* **Direction**
Lay out these records as a two-column CSV with the columns "instruction" and "output", one row per record, putting each record's text in "instruction" and its answer in "output". Each value goes in a single quoted field, with line breaks replaced by spaces.

* **Data supplied**
-*-*-

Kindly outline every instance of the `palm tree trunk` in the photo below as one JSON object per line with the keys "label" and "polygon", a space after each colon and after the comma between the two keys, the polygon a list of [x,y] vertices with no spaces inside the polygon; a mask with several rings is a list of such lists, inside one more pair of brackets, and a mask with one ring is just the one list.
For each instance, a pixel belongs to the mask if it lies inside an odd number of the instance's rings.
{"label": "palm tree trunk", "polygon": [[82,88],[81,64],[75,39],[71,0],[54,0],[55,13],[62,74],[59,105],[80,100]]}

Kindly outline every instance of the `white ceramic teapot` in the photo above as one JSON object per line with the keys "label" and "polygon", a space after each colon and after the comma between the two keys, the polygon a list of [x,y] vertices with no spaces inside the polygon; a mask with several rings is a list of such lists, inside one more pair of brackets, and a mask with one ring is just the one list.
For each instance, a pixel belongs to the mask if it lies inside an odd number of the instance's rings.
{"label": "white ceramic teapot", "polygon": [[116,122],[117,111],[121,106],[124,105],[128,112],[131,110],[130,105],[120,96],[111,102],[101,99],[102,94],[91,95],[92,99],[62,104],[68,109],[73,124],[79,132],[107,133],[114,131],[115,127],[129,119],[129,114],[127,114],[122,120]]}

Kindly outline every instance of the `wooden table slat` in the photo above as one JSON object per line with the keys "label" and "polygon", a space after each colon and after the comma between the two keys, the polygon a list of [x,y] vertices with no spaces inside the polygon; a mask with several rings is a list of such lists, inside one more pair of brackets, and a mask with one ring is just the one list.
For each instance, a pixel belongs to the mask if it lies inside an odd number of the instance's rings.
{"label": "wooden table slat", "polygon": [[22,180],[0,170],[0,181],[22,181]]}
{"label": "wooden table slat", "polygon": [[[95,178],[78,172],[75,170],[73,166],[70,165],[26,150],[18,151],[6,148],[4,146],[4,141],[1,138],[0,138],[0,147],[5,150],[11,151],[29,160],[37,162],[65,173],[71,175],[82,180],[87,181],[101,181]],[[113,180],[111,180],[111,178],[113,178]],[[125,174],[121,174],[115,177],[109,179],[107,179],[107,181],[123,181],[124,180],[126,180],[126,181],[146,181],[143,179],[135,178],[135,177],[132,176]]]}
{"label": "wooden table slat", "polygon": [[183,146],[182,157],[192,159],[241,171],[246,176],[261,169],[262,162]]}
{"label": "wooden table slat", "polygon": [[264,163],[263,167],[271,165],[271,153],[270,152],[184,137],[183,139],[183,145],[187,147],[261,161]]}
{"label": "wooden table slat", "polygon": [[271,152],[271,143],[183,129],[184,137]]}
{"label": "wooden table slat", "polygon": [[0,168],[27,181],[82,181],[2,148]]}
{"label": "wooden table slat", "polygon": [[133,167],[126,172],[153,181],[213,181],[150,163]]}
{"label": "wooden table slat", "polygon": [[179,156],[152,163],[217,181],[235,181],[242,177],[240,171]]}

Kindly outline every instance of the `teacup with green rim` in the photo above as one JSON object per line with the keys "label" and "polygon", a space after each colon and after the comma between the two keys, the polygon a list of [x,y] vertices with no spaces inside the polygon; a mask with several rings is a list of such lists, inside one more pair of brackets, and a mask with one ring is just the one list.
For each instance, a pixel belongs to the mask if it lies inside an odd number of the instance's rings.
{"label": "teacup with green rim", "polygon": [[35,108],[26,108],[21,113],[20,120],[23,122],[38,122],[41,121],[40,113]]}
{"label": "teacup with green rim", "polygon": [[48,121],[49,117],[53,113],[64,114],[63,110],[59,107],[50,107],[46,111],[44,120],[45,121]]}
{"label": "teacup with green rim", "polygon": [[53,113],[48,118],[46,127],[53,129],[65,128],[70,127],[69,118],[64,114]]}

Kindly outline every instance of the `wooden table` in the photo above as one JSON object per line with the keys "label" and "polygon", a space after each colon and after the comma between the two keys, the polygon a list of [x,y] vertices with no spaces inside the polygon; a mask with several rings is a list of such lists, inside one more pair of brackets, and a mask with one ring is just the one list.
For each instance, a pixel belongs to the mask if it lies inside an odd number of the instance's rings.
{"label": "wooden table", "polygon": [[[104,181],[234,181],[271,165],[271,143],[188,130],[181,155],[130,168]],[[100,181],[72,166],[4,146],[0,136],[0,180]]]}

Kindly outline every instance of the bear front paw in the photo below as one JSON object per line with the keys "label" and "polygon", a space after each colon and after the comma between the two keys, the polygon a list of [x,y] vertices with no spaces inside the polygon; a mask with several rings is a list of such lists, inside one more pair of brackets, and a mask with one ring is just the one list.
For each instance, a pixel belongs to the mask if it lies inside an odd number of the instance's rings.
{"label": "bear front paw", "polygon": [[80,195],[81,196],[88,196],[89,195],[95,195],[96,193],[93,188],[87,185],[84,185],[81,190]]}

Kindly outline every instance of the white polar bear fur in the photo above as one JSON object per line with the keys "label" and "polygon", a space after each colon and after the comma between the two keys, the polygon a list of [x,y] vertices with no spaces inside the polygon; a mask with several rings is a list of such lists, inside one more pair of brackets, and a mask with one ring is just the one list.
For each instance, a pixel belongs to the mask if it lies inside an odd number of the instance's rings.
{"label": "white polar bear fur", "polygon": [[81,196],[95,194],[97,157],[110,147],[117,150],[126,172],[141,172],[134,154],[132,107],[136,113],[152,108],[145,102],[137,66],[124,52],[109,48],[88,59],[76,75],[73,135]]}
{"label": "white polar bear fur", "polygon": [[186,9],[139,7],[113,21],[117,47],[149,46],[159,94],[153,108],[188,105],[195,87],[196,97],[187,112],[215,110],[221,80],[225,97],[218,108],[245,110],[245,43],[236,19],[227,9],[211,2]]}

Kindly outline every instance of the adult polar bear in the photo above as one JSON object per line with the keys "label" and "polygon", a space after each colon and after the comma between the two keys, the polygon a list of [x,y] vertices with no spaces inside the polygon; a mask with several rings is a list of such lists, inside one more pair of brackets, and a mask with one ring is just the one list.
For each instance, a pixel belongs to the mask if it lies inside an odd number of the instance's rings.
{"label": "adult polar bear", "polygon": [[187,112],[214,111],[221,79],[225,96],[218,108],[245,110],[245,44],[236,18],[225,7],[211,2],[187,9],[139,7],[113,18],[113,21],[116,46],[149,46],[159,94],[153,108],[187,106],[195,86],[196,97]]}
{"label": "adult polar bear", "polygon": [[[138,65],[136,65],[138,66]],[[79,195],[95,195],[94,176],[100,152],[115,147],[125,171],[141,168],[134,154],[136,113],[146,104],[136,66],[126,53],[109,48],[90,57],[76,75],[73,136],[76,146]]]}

-*-*-

* **Finished task**
instruction,output
"Kindly outline every instance of the `palm tree trunk` in the photo below as one JSON object per line with the keys ""label"" and ""polygon"", a space after each colon and after the comma between the two keys, the polygon a list of [x,y] vertices with no spaces inside the polygon; a mask with several rings is a list of such lists, inside one more pair of brackets, and a mask with one ring is just the one list. For each instance, a pixel belongs to the mask if it lies inside an odd number of the instance's rings.","{""label"": ""palm tree trunk"", ""polygon"": [[82,88],[81,64],[75,39],[71,0],[54,0],[55,13],[62,74],[59,105],[80,100]]}"
"Kindly outline every instance of the `white ceramic teapot` in the photo above as one JSON object per line with the keys ""label"" and ""polygon"", a space after each colon and after the comma between the two keys, the polygon a list of [x,y] vertices with no spaces inside the polygon; a mask with several rings is a list of such lists, inside one more pair of brackets, and a mask with one ring is just the one list. For each instance, a pixel belongs to the mask if it lies inside an odd number of the instance's rings.","{""label"": ""white ceramic teapot"", ""polygon"": [[116,122],[117,111],[121,106],[124,105],[128,112],[131,110],[130,105],[120,96],[111,102],[101,99],[102,94],[91,95],[92,99],[62,104],[68,109],[73,124],[79,132],[107,133],[114,131],[115,127],[129,119],[129,114],[127,114],[122,120]]}"
"Kindly outline every instance of the `wooden table slat` in the photo above as one JSON object per line with the keys ""label"" and ""polygon"", a space after each colon and after the comma between the two keys, the polygon a list of [x,y] vertices with no spaces inside the polygon; a mask with several rings is a list of such lists, inside one more pair of brackets, and a mask with one ring is just the one list. For each instance, a pixel belongs to the mask if it lies inside an odd number of the instance's rings.","{""label"": ""wooden table slat"", ""polygon"": [[22,180],[0,170],[0,181],[22,181]]} {""label"": ""wooden table slat"", ""polygon"": [[[95,178],[78,172],[75,170],[73,166],[70,165],[26,150],[18,151],[6,148],[4,146],[4,141],[1,138],[0,138],[0,147],[5,150],[11,151],[29,160],[37,162],[65,173],[71,175],[82,180],[87,181],[101,181]],[[113,180],[111,180],[111,178],[113,178]],[[125,174],[121,174],[115,177],[109,179],[107,179],[107,181],[123,181],[124,180],[126,180],[126,181],[146,181],[143,179],[135,178],[135,177],[132,176]]]} {""label"": ""wooden table slat"", ""polygon"": [[183,146],[182,157],[192,159],[241,171],[246,176],[261,169],[262,162]]} {""label"": ""wooden table slat"", ""polygon"": [[264,163],[263,167],[271,165],[271,153],[270,152],[184,137],[183,139],[183,145],[187,147],[261,161]]} {""label"": ""wooden table slat"", ""polygon"": [[271,152],[271,143],[183,129],[184,137]]} {""label"": ""wooden table slat"", ""polygon"": [[0,168],[27,181],[82,181],[2,148]]} {""label"": ""wooden table slat"", ""polygon"": [[133,167],[126,172],[153,181],[213,181],[150,163]]} {""label"": ""wooden table slat"", ""polygon"": [[179,156],[152,163],[217,181],[235,181],[242,177],[240,171]]}"
"Kindly outline every instance of the `teacup with green rim` in the photo above as one JSON object per line with the keys ""label"" and ""polygon"", a space after each colon and after the comma between the two keys, the polygon a list of [x,y] vertices with no spaces inside the polygon; a mask with several rings is a list of such lists, inside one more pair of brackets, and a mask with one ring is just the one list. For each instance, a pixel belongs to the mask if it lies inside an odd number of the instance's rings.","{""label"": ""teacup with green rim"", ""polygon"": [[35,108],[26,108],[21,113],[20,120],[23,122],[38,122],[41,121],[40,113]]} {""label"": ""teacup with green rim"", ""polygon"": [[48,121],[49,117],[53,113],[64,114],[63,110],[59,107],[50,107],[46,111],[44,120],[45,121]]} {""label"": ""teacup with green rim"", ""polygon"": [[53,113],[48,118],[46,127],[53,129],[65,128],[70,127],[69,118],[64,114]]}"
"Kindly outline every instance of the `wooden table` in the photo above as one JSON object per line with the keys ""label"" and ""polygon"", a space after each colon and after the comma between the two keys, the polygon a list of [x,y] vertices with no spaces inside the polygon; a mask with several rings is a list of such lists, inside one more pair of brackets, and a mask with one ring is just the one list. For each instance, a pixel belongs to the mask if it lies inside an odd number of the instance's rings.","{""label"": ""wooden table"", ""polygon"": [[[104,181],[234,181],[271,165],[271,143],[188,130],[181,155],[130,168]],[[100,181],[72,166],[4,146],[0,136],[0,180]]]}"
"Kindly outline every instance of the bear front paw in the photo below as one JSON object per line with the keys ""label"" and ""polygon"", a space after each colon and after the comma between the two keys, the polygon a list of [x,y] vertices with no spaces inside the polygon; a mask with several rings is a list of such lists, inside one more pair of brackets, and a mask with one ring is just the one list. For each instance, a pixel belongs to the mask if it lies inside an odd number of the instance's rings.","{""label"": ""bear front paw"", ""polygon"": [[80,195],[81,196],[88,196],[89,195],[95,195],[96,193],[93,188],[87,185],[84,185],[81,190]]}"
"Kindly outline every instance of the white polar bear fur in the photo above as one JSON object per line with the keys ""label"" and ""polygon"", a space after each colon and after the comma between the two keys, the polygon a list of [x,y] vertices with no spaces inside the polygon; a mask with several rings is a list of such lists, inside one more pair of brackets, and a mask with one ring is just the one list. For each instance, a pixel belongs to the mask if it lies inside an odd number of the instance's rings.","{""label"": ""white polar bear fur"", ""polygon"": [[81,196],[95,194],[97,157],[110,147],[117,150],[126,172],[141,172],[134,154],[132,107],[136,113],[152,108],[145,102],[137,66],[124,52],[109,48],[88,59],[76,75],[73,135]]} {""label"": ""white polar bear fur"", ""polygon"": [[186,9],[139,7],[113,21],[117,47],[149,46],[159,94],[153,108],[188,105],[195,87],[196,97],[187,112],[215,110],[221,80],[225,97],[218,108],[245,110],[245,43],[236,19],[227,9],[211,2]]}"
"Kindly outline every instance of the adult polar bear in the photo above as one JSON object per line with the keys ""label"" and ""polygon"", a space after each colon and after the comma between the two keys, the polygon a list of [x,y] vertices with no spaces inside the polygon; a mask with several rings is a list of such lists, inside one more pair of brackets, and a mask with one ring is just the one list. For each instance, a pixel belongs to the mask if it lies inside an odd number of the instance's rings.","{""label"": ""adult polar bear"", ""polygon"": [[187,112],[214,111],[221,79],[225,96],[218,108],[245,110],[245,44],[236,18],[225,7],[211,2],[187,9],[139,7],[113,18],[113,21],[116,46],[149,46],[159,94],[153,108],[187,106],[195,86],[196,97]]} {""label"": ""adult polar bear"", ""polygon"": [[[138,65],[136,65],[138,66]],[[79,195],[95,195],[94,176],[100,152],[115,147],[125,171],[141,168],[134,154],[136,113],[146,104],[136,66],[126,53],[109,48],[90,57],[76,75],[73,136],[76,146]]]}"